┌──
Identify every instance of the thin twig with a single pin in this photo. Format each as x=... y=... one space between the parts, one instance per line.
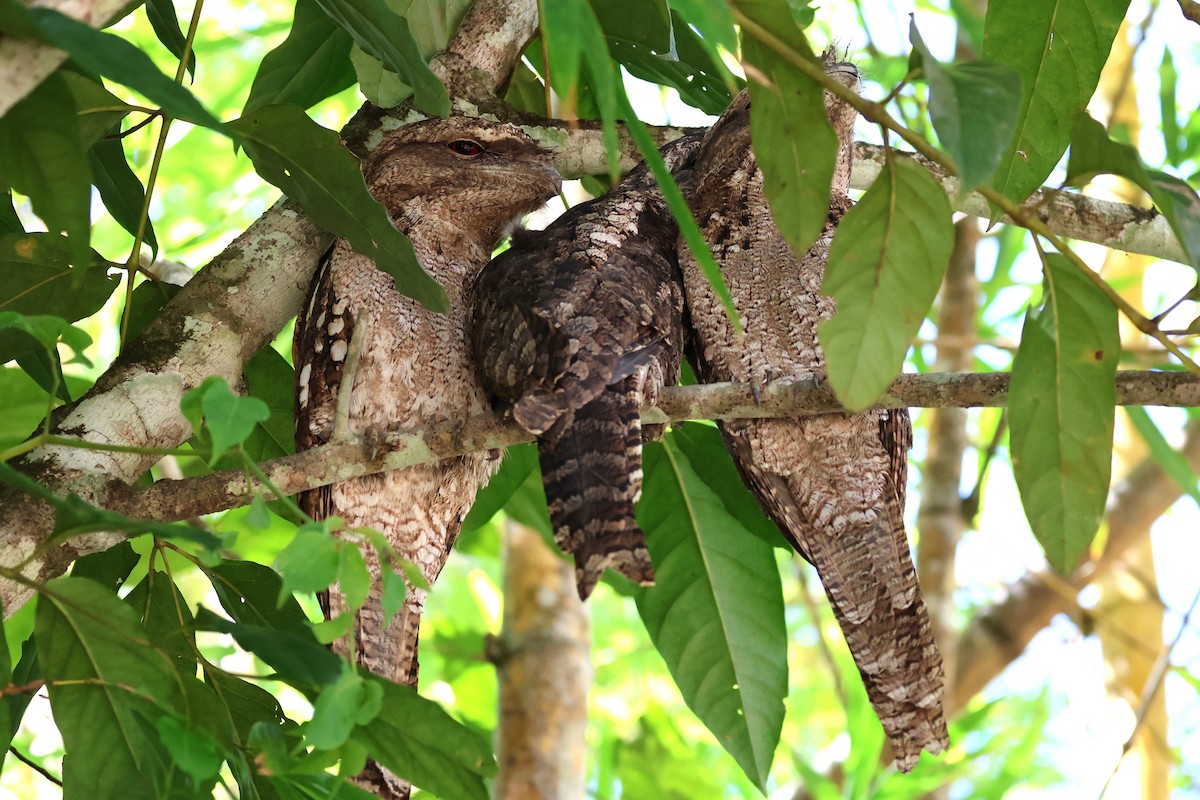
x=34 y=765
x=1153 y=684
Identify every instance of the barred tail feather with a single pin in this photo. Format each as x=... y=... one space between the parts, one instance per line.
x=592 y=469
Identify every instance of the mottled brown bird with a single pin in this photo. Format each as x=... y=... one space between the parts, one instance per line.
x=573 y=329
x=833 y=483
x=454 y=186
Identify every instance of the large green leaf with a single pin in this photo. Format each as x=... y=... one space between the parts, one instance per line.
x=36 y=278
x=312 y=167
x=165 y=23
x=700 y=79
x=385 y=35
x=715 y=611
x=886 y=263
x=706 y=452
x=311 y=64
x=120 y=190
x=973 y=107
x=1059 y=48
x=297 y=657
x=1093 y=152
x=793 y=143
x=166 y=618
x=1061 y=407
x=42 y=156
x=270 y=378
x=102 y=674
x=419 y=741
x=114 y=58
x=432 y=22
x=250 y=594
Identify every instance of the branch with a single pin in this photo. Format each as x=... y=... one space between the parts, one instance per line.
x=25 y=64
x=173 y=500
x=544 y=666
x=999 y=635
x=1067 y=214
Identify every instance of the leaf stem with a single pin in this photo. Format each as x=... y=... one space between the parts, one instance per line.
└──
WORK TASK: Only the lines from the one containing "Identify every instance of the barred" through the last line of the records above are to be reproduced, exactly and with both ends included.

SOLUTION FOR THIS TASK:
Identify every instance of the barred tail feather with a single pin in this photo. Format each as x=... y=... one space between the parts, one instance per line.
x=592 y=469
Identify every instance of the mottled brown bird with a single pin in this photo. Format each as x=... y=... one space between the parts, one instance per line.
x=573 y=329
x=833 y=483
x=454 y=186
Identify every instance of the large green leaf with a single pin in this photo. Format each as x=... y=... one space between the parts, one instance per line.
x=36 y=278
x=312 y=167
x=165 y=23
x=700 y=79
x=385 y=35
x=715 y=611
x=886 y=263
x=706 y=452
x=311 y=64
x=120 y=190
x=973 y=107
x=1059 y=48
x=297 y=657
x=1093 y=152
x=793 y=143
x=166 y=618
x=1061 y=407
x=42 y=156
x=270 y=378
x=102 y=674
x=419 y=741
x=114 y=58
x=432 y=22
x=250 y=594
Identify every instance of the branch with a single pin in this photo. Format each as x=... y=... one space between the parts, one instance per line.
x=25 y=64
x=173 y=500
x=544 y=666
x=999 y=635
x=1067 y=214
Identify every instance of the leaf stem with a single pin in this photo. Format each as x=... y=... one space between the parts, one instance per line.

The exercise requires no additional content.